In the data below, reproduce verbatim the lines from the one containing "of the fairway" through the one containing "column 1022, row 367", with both of those lines included.
::: Supplied data :::
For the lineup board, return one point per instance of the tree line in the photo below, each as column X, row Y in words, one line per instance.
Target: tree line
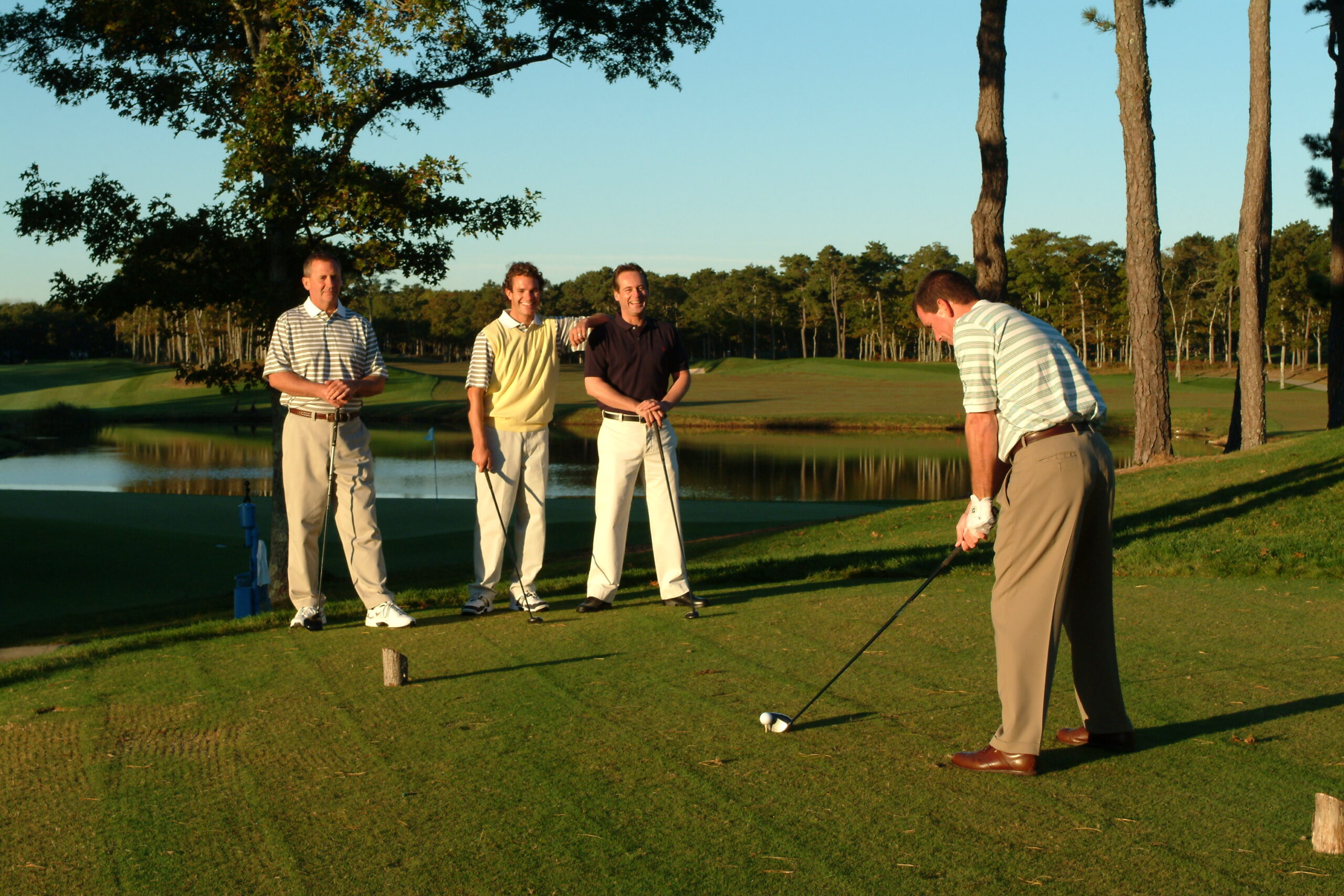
column 288, row 90
column 831, row 304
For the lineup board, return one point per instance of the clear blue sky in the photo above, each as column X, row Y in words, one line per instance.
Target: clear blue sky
column 803, row 124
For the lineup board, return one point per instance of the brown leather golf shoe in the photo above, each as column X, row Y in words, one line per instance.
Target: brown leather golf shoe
column 991, row 760
column 1079, row 736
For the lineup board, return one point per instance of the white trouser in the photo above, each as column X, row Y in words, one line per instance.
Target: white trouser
column 623, row 450
column 306, row 446
column 515, row 458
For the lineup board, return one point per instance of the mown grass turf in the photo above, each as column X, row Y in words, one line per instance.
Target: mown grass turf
column 111, row 561
column 736, row 393
column 618, row 753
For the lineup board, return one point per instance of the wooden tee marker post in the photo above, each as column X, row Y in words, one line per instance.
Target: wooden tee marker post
column 395, row 668
column 1328, row 825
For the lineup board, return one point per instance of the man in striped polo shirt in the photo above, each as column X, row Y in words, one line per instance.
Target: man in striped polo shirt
column 1031, row 431
column 326, row 361
column 511, row 400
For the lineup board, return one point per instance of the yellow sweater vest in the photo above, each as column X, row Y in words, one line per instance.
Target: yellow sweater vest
column 522, row 393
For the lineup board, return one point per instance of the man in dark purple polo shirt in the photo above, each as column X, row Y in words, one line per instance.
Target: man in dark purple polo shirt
column 637, row 371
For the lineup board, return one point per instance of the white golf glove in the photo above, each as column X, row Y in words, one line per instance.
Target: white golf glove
column 980, row 516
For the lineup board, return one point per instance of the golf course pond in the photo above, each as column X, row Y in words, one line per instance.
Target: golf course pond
column 716, row 465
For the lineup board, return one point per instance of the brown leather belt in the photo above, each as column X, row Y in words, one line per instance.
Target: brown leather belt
column 340, row 417
column 1045, row 434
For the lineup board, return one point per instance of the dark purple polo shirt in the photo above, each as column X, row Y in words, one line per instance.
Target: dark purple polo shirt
column 637, row 362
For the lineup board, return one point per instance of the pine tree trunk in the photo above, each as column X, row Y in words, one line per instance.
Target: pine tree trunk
column 987, row 224
column 280, row 245
column 1253, row 242
column 1335, row 338
column 1143, row 237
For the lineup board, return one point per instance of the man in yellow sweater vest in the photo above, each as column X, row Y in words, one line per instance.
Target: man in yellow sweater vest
column 511, row 395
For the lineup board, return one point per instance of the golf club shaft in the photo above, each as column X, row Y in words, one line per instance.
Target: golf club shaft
column 518, row 568
column 942, row 566
column 327, row 510
column 667, row 480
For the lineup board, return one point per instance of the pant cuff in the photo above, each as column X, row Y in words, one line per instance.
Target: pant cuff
column 1022, row 746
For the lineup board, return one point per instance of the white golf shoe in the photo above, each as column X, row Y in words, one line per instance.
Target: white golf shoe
column 389, row 616
column 479, row 606
column 530, row 601
column 311, row 618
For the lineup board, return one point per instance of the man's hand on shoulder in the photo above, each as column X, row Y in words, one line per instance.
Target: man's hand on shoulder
column 580, row 332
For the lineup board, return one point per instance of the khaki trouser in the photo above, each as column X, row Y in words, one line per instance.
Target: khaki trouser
column 306, row 446
column 623, row 450
column 517, row 458
column 1053, row 566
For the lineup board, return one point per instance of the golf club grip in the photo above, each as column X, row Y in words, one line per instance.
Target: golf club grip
column 886, row 625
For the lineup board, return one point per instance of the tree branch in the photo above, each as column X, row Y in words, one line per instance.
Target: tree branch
column 248, row 33
column 412, row 92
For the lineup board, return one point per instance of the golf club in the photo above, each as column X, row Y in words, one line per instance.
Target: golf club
column 779, row 723
column 518, row 568
column 676, row 518
column 327, row 511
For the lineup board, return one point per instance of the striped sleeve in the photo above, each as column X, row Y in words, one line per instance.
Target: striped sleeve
column 481, row 371
column 277, row 354
column 374, row 362
column 975, row 351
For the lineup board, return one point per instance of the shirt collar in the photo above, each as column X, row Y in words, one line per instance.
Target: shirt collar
column 512, row 324
column 312, row 311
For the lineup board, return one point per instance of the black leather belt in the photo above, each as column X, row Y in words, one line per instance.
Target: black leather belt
column 1045, row 434
column 340, row 417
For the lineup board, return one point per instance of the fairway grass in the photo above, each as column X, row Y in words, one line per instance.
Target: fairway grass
column 620, row 754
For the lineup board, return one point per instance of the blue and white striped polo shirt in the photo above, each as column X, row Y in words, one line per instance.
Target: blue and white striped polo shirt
column 323, row 347
column 1022, row 367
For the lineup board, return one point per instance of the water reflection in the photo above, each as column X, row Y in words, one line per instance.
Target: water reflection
column 760, row 467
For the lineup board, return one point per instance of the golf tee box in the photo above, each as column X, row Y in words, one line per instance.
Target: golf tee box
column 395, row 668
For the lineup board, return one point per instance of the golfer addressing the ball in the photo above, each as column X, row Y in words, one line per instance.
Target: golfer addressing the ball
column 511, row 400
column 326, row 362
column 637, row 371
column 1031, row 431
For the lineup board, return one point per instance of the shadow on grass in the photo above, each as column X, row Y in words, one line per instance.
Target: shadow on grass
column 515, row 668
column 1178, row 733
column 832, row 721
column 1230, row 501
column 915, row 562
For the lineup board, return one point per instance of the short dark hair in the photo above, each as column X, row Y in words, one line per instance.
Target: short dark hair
:::
■ In response:
For the lineup board, return one point per instance of the fairway grass in the photo above, each as column X, row Y in words, one line per instance.
Target: fairway grass
column 620, row 754
For the lineup board, return one point per instance of the blue and white striped polo shirt in the photo above, each as column X, row Y in words, one line per instance.
Target: blue and white striped polo shirt
column 323, row 347
column 1022, row 367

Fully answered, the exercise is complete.